--- SUPPLIED TEXT ---
I caught my wife having an affair with a 14 years younger guy. They are talking about sleeping together and the fantastic sex they're going to have. Worst is it is not a one night stand. She says why can't she love 2 people at once? She says I'm the reason for her looking out because I have my own issues and she was supportive throughout where no one in her shoes would have (she is right). She wants to continue her marriage but want to have an affair as well. What should I do ?#depression #mentalhealth #marriage #endmylife TC 220k
I've encountered similar circumstances and I've found that posting TC has helped
No wonder you work at Amazon
Take the French philosophy that humans naturally search for sexual novelty. This is only human OP
Sounds like typical west coast experience 🥲
Therapy and if that doesn't help: Divorce. Or just skip to the divorce, especially if you don't have kids.
I have one 3 year old :(
Honestly, just divorce and be a great dad. It can be done. Be great parents and let the marriage go if it’s already gone this bad. You don’t have to end it ugly. Let the cheating go. Give her half your stuff. Focus on your kid. Enjoy a happy life. You’ll make more money. You will be happier without a wife that doesn’t value you. A divorce doesn’t mean a bad childhood. A unhappy marriage is a lot more likely to mess up the kid.
Consenting polyamory is not a bad thing…it’s not for everyone though. She is correct, you can love more than one person. Define boundaries and stick to it.
--- GIVEN RECORDS ---
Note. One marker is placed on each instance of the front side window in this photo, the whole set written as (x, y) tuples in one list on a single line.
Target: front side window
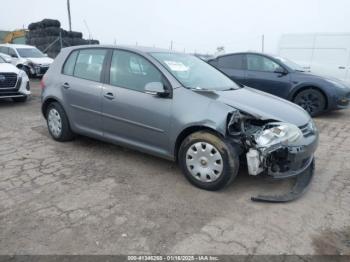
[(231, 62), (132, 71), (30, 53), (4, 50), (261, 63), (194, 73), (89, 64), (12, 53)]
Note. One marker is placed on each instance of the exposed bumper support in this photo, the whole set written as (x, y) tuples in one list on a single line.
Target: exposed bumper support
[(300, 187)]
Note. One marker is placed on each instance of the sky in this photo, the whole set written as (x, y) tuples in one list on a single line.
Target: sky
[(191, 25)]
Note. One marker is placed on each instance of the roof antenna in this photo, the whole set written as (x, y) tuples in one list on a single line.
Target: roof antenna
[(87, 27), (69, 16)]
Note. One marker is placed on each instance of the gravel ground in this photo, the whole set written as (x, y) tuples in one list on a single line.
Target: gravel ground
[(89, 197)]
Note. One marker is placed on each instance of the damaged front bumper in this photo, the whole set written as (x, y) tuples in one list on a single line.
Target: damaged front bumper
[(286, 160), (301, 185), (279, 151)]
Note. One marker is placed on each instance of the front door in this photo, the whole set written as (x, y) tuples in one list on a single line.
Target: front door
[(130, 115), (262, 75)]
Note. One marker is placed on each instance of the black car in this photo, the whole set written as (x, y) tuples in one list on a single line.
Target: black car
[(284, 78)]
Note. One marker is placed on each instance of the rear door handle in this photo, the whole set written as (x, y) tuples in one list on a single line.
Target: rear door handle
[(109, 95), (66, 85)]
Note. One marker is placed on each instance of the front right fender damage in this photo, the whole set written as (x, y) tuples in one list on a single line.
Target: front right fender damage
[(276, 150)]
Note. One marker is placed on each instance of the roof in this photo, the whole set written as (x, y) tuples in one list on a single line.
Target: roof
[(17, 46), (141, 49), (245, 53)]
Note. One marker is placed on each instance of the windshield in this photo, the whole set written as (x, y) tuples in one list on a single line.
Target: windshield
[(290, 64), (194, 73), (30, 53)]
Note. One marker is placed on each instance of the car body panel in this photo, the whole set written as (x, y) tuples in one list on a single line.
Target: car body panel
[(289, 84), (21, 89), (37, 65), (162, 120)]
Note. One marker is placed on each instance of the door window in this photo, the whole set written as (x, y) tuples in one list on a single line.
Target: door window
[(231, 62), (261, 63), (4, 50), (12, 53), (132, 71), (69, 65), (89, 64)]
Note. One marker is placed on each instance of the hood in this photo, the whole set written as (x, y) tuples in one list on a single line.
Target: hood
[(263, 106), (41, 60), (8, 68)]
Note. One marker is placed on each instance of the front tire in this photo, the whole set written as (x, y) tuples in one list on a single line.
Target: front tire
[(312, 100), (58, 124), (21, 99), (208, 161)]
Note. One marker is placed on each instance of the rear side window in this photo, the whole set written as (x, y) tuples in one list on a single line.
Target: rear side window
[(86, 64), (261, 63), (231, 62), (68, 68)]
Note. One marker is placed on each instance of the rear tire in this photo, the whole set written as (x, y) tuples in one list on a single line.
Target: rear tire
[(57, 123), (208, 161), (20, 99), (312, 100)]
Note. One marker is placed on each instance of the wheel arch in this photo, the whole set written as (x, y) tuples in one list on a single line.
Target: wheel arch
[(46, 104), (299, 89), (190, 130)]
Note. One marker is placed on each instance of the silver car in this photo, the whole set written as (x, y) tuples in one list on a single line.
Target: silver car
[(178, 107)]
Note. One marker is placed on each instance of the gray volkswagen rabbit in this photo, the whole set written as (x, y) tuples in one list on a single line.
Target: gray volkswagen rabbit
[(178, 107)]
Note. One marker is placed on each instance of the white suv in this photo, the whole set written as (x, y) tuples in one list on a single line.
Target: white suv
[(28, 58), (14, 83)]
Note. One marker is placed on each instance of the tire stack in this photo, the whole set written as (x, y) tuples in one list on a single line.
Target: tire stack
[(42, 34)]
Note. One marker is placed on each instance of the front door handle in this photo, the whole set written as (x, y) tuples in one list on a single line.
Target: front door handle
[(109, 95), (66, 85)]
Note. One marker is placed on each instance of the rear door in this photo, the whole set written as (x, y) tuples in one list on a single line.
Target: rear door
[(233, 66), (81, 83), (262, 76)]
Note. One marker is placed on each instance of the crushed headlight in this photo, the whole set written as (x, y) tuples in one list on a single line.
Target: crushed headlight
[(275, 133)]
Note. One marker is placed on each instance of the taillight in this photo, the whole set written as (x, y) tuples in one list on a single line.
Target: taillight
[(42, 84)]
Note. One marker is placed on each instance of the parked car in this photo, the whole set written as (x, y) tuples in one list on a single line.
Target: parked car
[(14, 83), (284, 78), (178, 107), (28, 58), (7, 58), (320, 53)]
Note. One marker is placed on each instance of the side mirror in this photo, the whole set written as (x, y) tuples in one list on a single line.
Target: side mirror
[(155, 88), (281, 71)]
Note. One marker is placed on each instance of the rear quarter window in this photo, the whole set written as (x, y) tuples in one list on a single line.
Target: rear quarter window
---
--- GIVEN RECORDS ---
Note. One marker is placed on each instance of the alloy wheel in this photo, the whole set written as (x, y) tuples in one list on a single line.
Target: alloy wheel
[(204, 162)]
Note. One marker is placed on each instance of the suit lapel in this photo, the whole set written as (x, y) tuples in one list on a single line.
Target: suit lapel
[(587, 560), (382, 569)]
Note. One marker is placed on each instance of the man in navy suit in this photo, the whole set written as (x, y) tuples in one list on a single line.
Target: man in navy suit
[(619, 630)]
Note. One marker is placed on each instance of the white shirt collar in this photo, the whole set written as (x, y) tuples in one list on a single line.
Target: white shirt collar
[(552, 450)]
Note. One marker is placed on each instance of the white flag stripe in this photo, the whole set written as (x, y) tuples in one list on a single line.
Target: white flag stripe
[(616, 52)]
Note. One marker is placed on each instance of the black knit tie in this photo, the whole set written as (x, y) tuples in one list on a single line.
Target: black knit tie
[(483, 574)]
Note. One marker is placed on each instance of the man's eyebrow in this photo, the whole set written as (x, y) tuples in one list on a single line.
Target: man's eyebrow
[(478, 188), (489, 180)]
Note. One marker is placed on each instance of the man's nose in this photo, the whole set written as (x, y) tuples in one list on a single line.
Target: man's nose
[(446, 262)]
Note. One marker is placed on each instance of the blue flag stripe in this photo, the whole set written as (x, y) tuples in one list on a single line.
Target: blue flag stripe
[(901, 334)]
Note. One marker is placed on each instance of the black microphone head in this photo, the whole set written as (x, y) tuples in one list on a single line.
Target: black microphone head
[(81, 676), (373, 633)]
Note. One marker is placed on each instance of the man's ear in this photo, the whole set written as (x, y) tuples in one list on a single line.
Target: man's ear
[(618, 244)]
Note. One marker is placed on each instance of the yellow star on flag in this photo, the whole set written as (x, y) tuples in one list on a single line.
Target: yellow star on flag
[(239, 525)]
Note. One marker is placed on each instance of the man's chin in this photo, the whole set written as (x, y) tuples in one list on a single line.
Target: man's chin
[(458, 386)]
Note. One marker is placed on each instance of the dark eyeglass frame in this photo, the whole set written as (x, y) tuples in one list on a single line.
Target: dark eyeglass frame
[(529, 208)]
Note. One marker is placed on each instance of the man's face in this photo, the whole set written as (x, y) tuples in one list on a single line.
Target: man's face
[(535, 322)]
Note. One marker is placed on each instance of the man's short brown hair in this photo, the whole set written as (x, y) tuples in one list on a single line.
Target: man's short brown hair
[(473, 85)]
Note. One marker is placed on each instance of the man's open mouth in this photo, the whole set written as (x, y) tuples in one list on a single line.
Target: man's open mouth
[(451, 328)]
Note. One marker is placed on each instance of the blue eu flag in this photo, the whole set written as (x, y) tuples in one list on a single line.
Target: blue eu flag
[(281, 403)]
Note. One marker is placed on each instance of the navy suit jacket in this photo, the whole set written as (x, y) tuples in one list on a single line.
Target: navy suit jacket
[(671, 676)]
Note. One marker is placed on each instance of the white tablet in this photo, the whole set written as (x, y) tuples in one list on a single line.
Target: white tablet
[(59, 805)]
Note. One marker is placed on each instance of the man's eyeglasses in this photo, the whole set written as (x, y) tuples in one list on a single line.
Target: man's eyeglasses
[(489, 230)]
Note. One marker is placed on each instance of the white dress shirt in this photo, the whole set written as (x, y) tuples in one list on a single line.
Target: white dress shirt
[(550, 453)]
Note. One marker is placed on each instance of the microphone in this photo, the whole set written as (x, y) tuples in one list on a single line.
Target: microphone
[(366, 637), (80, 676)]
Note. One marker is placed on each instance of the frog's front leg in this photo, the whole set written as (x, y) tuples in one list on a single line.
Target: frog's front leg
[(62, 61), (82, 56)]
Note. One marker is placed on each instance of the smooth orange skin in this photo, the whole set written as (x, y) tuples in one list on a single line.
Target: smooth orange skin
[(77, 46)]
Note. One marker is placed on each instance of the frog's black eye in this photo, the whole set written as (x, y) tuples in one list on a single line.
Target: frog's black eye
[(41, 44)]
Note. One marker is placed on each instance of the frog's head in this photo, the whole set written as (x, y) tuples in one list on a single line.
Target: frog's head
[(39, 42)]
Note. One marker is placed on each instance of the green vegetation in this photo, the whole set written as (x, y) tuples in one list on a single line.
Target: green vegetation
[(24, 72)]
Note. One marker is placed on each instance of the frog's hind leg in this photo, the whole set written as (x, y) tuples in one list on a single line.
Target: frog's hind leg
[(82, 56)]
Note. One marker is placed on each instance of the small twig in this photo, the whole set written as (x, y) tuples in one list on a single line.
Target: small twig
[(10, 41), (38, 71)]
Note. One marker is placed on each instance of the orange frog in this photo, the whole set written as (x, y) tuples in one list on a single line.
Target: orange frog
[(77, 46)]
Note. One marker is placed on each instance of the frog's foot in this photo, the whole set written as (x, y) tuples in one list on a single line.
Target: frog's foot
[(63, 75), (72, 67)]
---
■ WORK REQUEST A ■
From the forum thread about the affair, set down the passage starting with "I have one 3" and going on through "stick to it.".
■ WORK REQUEST B ■
In the forum thread about the affair, what does the reply that recommends therapy suggest doing if therapy doesn't help?
■ WORK REQUEST C ■
Write what comes next in the forum thread about the affair, picking up after its last reply.

■ ANSWER SECTION A ■
I have one 3 year old :(
Honestly, just divorce and be a great dad. It can be done. Be great parents and let the marriage go if it’s already gone this bad. You don’t have to end it ugly. Let the cheating go. Give her half your stuff. Focus on your kid. Enjoy a happy life. You’ll make more money. You will be happier without a wife that doesn’t value you. A divorce doesn’t mean a bad childhood. A unhappy marriage is a lot more likely to mess up the kid.
Consenting polyamory is not a bad thing…it’s not for everyone though. She is correct, you can love more than one person. Define boundaries and stick to it.

■ ANSWER SECTION B ■
Divorce.

■ ANSWER SECTION C ■
This is something you discuss before marriage not after 12 years of marriage. Of course people can change with time so an initially monogamous person can become poly, but OP doesn’t have to go along with it.
> Define boundaries and stick to it. She already made it clear what she thinks of his boundaries seeing as he found out about this. If she actually respected his boundaries she would have sat him down and had a conversation about how she's developed some desires she wants to explore.
Difficult problem man ! But in my humble opinion solution is really you have to decide are you going to be ok or bring this up every time and make both your life miserable. Best of luck on whatever you choose
It’s quite simple really. You should divorce her.
What therapy?? just fkin divorce and move on.
Your marriage is over. Delete Facebook, lawyer up, hit the gym. It'll get better.
Get some life. Ohh sorry you work at HPE.